▶ [INPUT]
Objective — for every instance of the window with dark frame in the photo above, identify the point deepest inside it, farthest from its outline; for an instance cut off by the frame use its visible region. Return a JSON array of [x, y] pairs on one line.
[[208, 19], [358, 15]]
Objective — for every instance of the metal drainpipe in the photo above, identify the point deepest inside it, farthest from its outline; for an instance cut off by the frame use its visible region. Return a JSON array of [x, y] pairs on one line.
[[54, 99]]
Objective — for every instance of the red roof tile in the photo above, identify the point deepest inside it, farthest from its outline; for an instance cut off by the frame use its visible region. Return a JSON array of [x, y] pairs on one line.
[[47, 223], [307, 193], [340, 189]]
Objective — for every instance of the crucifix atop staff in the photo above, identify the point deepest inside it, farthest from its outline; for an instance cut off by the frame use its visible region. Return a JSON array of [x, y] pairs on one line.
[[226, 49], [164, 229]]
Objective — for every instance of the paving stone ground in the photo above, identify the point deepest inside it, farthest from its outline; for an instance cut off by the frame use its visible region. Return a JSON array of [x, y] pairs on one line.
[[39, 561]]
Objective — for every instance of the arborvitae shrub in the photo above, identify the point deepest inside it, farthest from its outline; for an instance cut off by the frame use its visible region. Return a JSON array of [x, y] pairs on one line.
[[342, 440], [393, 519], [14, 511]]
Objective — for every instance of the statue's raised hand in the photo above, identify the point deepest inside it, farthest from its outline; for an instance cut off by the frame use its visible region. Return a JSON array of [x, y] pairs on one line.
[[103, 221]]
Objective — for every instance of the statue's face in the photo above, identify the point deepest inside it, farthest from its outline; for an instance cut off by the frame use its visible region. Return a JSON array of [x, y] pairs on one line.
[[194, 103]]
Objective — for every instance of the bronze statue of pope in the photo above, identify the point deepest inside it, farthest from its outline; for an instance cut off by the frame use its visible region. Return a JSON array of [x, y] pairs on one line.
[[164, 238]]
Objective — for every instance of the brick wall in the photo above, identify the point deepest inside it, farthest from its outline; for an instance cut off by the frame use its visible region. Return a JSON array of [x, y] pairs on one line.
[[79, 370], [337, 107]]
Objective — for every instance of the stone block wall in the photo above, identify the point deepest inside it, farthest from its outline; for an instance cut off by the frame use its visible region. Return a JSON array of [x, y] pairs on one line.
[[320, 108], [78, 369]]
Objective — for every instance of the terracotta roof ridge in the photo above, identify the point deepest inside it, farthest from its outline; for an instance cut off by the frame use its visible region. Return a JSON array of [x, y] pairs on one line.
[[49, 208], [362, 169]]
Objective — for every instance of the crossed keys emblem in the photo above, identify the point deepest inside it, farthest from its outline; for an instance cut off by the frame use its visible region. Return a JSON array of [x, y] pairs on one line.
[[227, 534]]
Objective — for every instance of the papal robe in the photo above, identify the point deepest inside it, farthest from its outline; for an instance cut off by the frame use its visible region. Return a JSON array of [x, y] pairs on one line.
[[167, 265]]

▶ [PROBLEM TO SOLVE]
Restate the listing above word for word.

▶ [COMPLETED TASK]
Objective — for every instance of the window with dark frame in the photo above, identify the point deepest inside it, farthest from its outline; for an instance cut off by the frame use its visible region. Return a JSON array of [x, y] pairs on one line.
[[208, 19], [358, 15]]
Objective — for every instance of the metal drainpipe in the photo above, identify the point deepest inside it, farthest from its outline; for an instance cut off by the frame use its visible region. Return a JSON array of [x, y] pairs on one line.
[[54, 99]]
Objective — for every instance of the red roof tile in the photo above, identify the point deepest inside it, farthest from its outline; for an instance cut off by the frame use its visible region. Return a JSON array of [x, y] pairs on one line.
[[47, 223], [307, 193], [340, 189]]
Objective — for every instance of the crucifix atop staff in the photo above, identify the point deepest inside it, farthest from its outline; for an instance cut off by the frame use its visible region. Return a JSON array of [x, y] pairs on one line.
[[226, 49], [164, 229]]
Objective — for every instance of the paving stone ground in the photo above, identify the point deepest inside it, farthest from its outline; for an instance cut off by the frame use its visible region. Return a JSON array of [x, y] pairs on one line.
[[39, 561]]
Objective — for every instance of the arborvitae shrub in the photo above, identify the point deepest inside it, farthest from its outline; for an instance cut off by the frame use its visible region. Return a JSON array of [x, y] pairs on one line.
[[342, 440], [393, 519], [14, 511]]
Objective — for every instance of the statue's raised hand in the photo above, identify the point deepest inside it, farthest from its outline; for an instance cut off by the frame use its visible region. Return a JSON array of [x, y] pairs on one line.
[[103, 221]]
Objective — for every instance of the statue's face in the photo above, identify the point deepest inside it, farthest from its outline; for an instance cut off by the frame use its visible region. Return a JSON array of [x, y] pairs on one line.
[[194, 103]]
Objective — for every instance of the bronze statue of pope in the photo above, identify the point deepest inside it, farthest from its outline; for an instance cut off by the frame use its visible region. Return a JSON array of [x, y] pairs on one line.
[[164, 238]]
Objective — for every instance of the brick wall in the photo above, identify the point deepest inside it, farthest from its outline; for an instance cut off by the frame use its visible region. Return a JSON array of [x, y] pairs on one line.
[[79, 370], [337, 107]]
Objective — for every instance of the stone block wall in the photo above, identify the point deepest inside it, farthest from its outline; for an instance cut off by the frame use its visible region. Return a JSON array of [x, y] pairs on one line.
[[320, 108], [78, 369]]
Objective — for every instance of the terracotta roof ridge in the photo above, identify the point deepest inside it, farthest from its outline; for an instance cut off by the frame use its visible region. Return a JSON array of [x, y] pairs on one line.
[[49, 208], [362, 169]]
Objective — for every instance of the crossed keys emblem in the photo above, identify the point deepest inside it, farthest from its outline; for an instance cut off by the frame use its visible region. Return a JSON array of [x, y] pairs on one line.
[[227, 534]]
Objective — for every instance of the papal robe in the photo above, identify the point deepest inside it, farthest from its outline; for an instance cut off by the frame use its visible region. Return a JSON array of [x, y] pairs on one line.
[[167, 265]]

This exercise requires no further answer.